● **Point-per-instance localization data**
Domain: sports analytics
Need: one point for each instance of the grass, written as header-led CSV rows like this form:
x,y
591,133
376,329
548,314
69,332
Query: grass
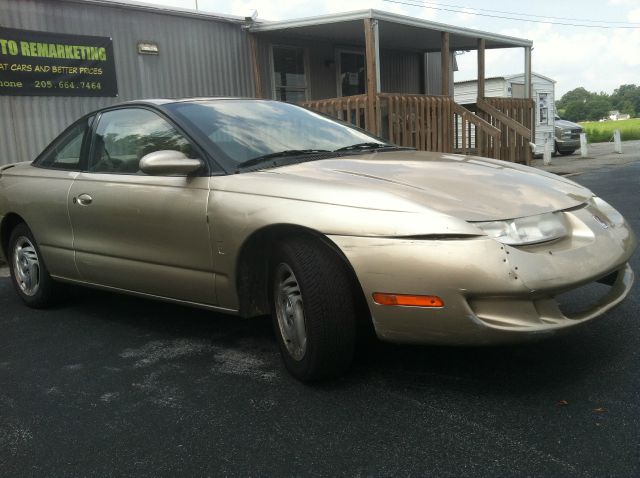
x,y
598,132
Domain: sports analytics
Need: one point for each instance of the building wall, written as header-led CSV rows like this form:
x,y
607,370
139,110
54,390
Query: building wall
x,y
401,71
467,92
199,56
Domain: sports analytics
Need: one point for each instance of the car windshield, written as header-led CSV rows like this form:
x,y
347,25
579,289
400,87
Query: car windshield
x,y
244,132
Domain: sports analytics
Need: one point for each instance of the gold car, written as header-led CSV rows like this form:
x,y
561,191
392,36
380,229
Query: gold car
x,y
254,207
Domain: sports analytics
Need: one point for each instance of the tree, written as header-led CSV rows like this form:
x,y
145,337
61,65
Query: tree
x,y
582,105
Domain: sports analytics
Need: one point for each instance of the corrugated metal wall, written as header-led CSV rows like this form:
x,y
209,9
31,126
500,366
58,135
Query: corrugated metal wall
x,y
198,57
400,71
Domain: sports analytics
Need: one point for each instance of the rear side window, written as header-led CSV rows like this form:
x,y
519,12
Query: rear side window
x,y
66,150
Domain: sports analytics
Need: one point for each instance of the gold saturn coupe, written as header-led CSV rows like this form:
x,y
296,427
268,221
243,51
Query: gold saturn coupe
x,y
256,207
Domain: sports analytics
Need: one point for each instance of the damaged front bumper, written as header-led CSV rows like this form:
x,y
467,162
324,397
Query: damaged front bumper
x,y
492,293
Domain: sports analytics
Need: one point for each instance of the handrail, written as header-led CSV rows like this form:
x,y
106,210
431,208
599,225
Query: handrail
x,y
497,129
500,116
476,120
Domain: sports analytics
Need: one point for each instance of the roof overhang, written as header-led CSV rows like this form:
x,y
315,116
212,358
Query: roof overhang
x,y
396,31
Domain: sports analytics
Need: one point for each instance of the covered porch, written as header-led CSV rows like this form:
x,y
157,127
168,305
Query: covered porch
x,y
393,76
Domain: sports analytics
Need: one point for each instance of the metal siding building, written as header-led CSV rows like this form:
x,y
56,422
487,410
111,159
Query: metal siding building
x,y
200,55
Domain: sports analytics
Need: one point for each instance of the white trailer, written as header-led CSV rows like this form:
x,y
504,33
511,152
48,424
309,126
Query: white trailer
x,y
512,86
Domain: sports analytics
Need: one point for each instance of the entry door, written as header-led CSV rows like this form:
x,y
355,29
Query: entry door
x,y
352,76
136,232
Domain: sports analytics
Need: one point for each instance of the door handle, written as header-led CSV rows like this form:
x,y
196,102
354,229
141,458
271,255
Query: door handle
x,y
83,199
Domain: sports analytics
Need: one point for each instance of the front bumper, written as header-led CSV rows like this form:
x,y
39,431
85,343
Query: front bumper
x,y
566,145
493,293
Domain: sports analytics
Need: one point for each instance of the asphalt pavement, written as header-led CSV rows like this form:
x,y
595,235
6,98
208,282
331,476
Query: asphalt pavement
x,y
107,385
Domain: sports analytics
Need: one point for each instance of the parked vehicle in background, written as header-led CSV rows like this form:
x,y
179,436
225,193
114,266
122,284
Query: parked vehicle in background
x,y
567,136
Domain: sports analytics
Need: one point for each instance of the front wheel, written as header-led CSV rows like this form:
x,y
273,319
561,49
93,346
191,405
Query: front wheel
x,y
313,309
29,273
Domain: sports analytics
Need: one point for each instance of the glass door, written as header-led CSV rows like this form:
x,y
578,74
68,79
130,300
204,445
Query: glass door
x,y
352,75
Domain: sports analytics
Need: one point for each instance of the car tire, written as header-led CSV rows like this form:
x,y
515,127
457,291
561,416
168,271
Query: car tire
x,y
313,309
29,273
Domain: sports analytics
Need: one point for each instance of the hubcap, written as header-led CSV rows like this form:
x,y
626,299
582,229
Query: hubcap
x,y
26,266
290,312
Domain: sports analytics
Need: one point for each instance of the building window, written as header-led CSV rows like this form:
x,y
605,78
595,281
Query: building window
x,y
289,74
352,73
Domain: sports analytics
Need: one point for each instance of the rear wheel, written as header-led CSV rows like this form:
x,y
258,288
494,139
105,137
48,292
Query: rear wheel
x,y
30,276
313,309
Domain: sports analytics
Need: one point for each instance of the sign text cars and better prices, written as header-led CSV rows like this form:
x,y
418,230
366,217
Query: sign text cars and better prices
x,y
53,64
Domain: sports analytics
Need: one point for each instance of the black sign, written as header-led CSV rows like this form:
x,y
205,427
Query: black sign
x,y
53,64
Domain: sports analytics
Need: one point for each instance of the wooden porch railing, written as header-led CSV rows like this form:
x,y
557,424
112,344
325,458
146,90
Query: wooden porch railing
x,y
473,135
348,108
437,123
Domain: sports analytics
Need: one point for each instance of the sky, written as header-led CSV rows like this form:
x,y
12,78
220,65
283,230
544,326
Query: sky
x,y
598,59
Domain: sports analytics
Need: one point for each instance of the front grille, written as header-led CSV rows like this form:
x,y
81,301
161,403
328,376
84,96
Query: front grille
x,y
582,299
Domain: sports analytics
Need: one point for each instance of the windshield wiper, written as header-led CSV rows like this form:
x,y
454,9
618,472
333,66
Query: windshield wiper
x,y
369,145
279,154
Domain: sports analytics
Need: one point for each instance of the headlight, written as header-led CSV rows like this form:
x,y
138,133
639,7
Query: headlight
x,y
526,230
613,217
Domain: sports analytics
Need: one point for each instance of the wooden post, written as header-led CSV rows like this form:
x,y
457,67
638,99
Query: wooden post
x,y
445,63
481,72
373,88
257,78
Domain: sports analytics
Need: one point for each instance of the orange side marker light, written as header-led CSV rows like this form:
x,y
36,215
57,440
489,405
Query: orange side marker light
x,y
383,298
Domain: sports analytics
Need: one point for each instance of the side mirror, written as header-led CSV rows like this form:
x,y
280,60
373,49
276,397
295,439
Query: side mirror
x,y
168,163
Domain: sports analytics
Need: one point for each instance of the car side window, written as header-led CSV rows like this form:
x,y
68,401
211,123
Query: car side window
x,y
126,135
65,152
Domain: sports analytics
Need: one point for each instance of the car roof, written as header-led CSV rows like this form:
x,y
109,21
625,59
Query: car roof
x,y
164,101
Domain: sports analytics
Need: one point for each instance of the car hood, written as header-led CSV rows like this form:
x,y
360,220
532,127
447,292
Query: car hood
x,y
470,188
564,124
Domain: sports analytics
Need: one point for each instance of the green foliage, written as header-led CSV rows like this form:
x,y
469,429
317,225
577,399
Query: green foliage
x,y
582,105
601,131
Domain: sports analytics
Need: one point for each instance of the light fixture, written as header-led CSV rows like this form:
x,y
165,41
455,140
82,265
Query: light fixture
x,y
148,48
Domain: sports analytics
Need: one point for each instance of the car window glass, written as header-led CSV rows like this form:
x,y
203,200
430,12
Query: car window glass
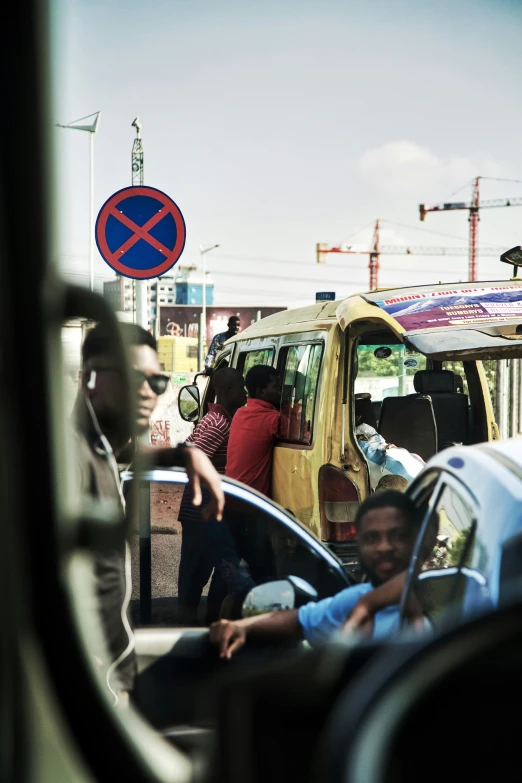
x,y
248,359
300,366
201,570
386,370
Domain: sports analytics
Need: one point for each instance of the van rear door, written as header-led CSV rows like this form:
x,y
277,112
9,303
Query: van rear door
x,y
457,322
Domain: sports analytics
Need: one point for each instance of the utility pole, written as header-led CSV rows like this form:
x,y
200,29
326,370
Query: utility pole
x,y
91,129
141,286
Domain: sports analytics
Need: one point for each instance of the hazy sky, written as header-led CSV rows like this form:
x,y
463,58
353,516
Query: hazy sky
x,y
275,125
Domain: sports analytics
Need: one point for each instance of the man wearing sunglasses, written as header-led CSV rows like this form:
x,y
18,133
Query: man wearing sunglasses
x,y
104,438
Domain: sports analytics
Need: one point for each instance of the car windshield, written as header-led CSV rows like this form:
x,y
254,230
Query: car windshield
x,y
275,178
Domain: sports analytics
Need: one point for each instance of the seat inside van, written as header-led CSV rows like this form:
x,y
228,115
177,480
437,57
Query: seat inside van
x,y
409,422
450,407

● **What to produce**
What is needed is an exact restatement of every line from the one containing "Query: green foliage" through the last line of the records, pictures left out.

● **Response to the task**
Query: green foliage
x,y
582,105
601,131
Domain: sports analytics
Need: one point for each instance of the light fixture, written as header-led CSV rows like this form:
x,y
165,41
455,140
82,265
Query: light fixture
x,y
148,48
Domain: sports analytics
Need: one point for each instance of the car window glass, written as header-led CSV rows like this form:
x,y
203,200
430,12
Query: car window glass
x,y
248,359
300,366
201,570
386,370
Domain: sports analytics
Need: one point for each instance of the van rear door, written as header-led CSV rows like this form:
x,y
277,112
9,303
Query: van rear door
x,y
457,322
Domain: sports analytics
Need: one point for each instance of the utility pole, written as header-led CSV rows like this form:
x,y
200,29
326,370
Query: utility pole
x,y
91,129
141,286
Domain: sports analytics
Need: one point for each instance of the hazy sky, written as header-led CSV rows like this form:
x,y
463,58
353,516
Query: hazy sky
x,y
275,125
Domain: sports analytics
Need: one point for each instance of the man wearing sunglasses, written as header-led CSV rows like this form:
x,y
18,133
Query: man wearing sunglasses
x,y
104,438
Domain: sports analytics
Need: one point for each instance of the car windshield, written as header-led CSV rows like this form:
x,y
254,230
Query: car windshield
x,y
275,178
Domain: sports analytics
Need: one point for each instance of the seat inside van, written as header-led CSV rows like this form:
x,y
228,115
177,480
437,57
Query: seat inside van
x,y
409,422
450,407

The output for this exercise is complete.